## [Task list]
- a) From the model-kit post, reproduce the passage that opens with the words containing "The paint is" and closes with "was still fun.".
- b) In one to three sentences, explain why, according to the model-kit post, the fit problems on the T26S may have been self-inflicted.

Saturday, September 29, 2012
AMT Boss Nova
AMT's Boss Nova drag car kit. I've always liked this kit and I've been meaning to build it for a long time. I stripped the chrome parts with oven cleaner a few years ago, but other than that it's been sitting in its box for ages.
It's a mixed bag, really. Most of the chassis is simplified to the point of being toylike, and the tires really deserve to be replaced. But the engine has nice detail, and I really liked the "Chrysler Firepower" engraving on the hemi's valve covers. It also comes with a variety of induction schemes, including a blower and crossed fuel injection, but I selected the eight-carburetor setup because I like that "forest of carburetors" effect (and the carbs aren't bad - all I did was drill out their throats).
I wired the distributor, but routing spark plug wires in a realistic manner isn't my strong suit. I added a few other details - some entirely bogus fuel tank plumbing, a coil, and a tank of some sort I found and glued to the back of the firewall. It could have used better seat belts and cans/wiring on the back of the instrument panel, at least, but I didn't get that far. Most of the decals are what came with the kit, the only exception being the Goodyear tire markings that I got from a Slixx sheet. I also drilled out the headers, but otherwise they're as they were supplied by the kit.
The paint is mostly Testors two-part lacquer spray paint, with various metallic paints on the engine (burn iron metalizer on the headers and Humbrol bronze on the carburetors), brass metalizer on the wheels, and Bare-Metal Foil for the window trim and rocker panels. I tried to save the chrome plating on the grill and bumper parts, but I ended up having to strip, sand and repaint the grill insert.
The best part of the kit is the Chrysler hemi engine; the rest is downhill from there. But it was still fun.
Mirage T26S
This is the Mirage 1/72nd scale Russian T26S tank - probably a medium tank in its day, but more like a light tank by the outbreak of World War Two. It's quite a kit, comprising just about a million parts and incorporating a lot of detail for such a small model (64 parts in the running gear alone).
It isn't fun to build. The plastic is very soft and easily damaged with solvent cement, and the profusion of small parts makes patience not just a virtue but an actual necessity. I needed extra light, reading glasses, and better tweezers to finish this kit. And there are fit problems - in particular, a gap where the upper glacis meets the front of the hull, and another wide gap between the halves of the driver's hatch. But these fit problems may have been self-inflicted; there aren't a lot of positive location pins or tabs and it's entirely possible I misaligned something while I was building it. The tracks are also hard to work with. I'm used to vinyl tracks, and actually prefer them over link-and-length styrene tracks, but these seemed especially slippery and disinclined to hold paint.
But while it isn't exactly fun to build, it's pretty satisfying to build. There's nothing simplified about it and when one finishes it, one has a sense of actually having struggled and overcome.
I was going to paint it green and then give it a winter whitewash, but I liked the green (I used Model Master "Soviet Armor Green") so I killed the gloss with Dullcote and brushed on some ground-up pastels and called it good. The kit contained no decals and I chose not to try to paint any patriotic Cyrillic slogans, mostly because my eyes still hurt from assembling the suspension. (I really wanted to paint it as though it were a Republican T26 in the Spanish Civil War, but I don't think they used any T26Ss.)

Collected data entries
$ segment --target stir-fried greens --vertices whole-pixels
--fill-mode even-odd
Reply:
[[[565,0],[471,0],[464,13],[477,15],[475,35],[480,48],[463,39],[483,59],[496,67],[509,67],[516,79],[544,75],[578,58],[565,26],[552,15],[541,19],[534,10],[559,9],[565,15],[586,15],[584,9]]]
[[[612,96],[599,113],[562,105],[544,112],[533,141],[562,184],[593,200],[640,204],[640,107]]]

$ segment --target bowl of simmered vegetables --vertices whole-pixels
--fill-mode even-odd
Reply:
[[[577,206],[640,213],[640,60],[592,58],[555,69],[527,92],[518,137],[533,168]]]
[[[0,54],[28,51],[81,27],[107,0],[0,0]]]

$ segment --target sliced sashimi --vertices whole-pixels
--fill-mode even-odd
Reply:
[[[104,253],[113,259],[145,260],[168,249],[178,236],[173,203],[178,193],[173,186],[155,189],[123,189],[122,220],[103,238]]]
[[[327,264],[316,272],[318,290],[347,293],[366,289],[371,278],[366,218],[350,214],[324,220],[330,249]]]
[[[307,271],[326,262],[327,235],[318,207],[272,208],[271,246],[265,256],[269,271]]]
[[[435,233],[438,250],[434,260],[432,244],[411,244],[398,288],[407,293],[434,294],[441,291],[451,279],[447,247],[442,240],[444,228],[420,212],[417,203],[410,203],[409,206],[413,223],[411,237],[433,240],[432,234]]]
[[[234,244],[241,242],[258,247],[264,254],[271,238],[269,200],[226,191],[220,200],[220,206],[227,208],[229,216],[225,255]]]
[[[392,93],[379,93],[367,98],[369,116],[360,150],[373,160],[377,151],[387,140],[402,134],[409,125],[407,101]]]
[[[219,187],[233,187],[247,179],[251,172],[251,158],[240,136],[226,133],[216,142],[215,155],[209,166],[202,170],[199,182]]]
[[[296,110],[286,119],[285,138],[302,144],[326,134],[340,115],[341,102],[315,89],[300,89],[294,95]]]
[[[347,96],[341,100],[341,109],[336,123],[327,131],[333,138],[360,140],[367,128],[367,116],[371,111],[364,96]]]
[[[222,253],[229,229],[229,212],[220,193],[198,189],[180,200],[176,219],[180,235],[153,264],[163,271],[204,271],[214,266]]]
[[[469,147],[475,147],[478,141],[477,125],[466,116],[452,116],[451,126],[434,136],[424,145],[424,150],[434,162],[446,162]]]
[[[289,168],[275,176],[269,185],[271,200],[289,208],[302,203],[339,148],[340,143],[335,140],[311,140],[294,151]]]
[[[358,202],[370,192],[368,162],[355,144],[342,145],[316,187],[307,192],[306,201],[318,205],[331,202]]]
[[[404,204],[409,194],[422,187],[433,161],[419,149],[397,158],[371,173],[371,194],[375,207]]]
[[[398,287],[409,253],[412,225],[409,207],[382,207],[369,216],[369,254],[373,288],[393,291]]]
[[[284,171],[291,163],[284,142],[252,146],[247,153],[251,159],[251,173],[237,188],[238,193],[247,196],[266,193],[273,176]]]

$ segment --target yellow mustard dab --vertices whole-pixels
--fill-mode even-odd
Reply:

## [Your written answers]
- a)
The paint is mostly Testors two-part lacquer spray paint, with various metallic paints on the engine (burn iron metalizer on the headers and Humbrol bronze on the carburetors), brass metalizer on the wheels, and Bare-Metal Foil for the window trim and rocker panels. I tried to save the chrome plating on the grill and bumper parts, but I ended up having to strip, sand and repaint the grill insert.
The best part of the kit is the Chrysler hemi engine; the rest is downhill from there. But it was still fun.

- b) The kit has few positive location pins or tabs. It is therefore entirely possible that something was misaligned during assembly, which would account for the gaps.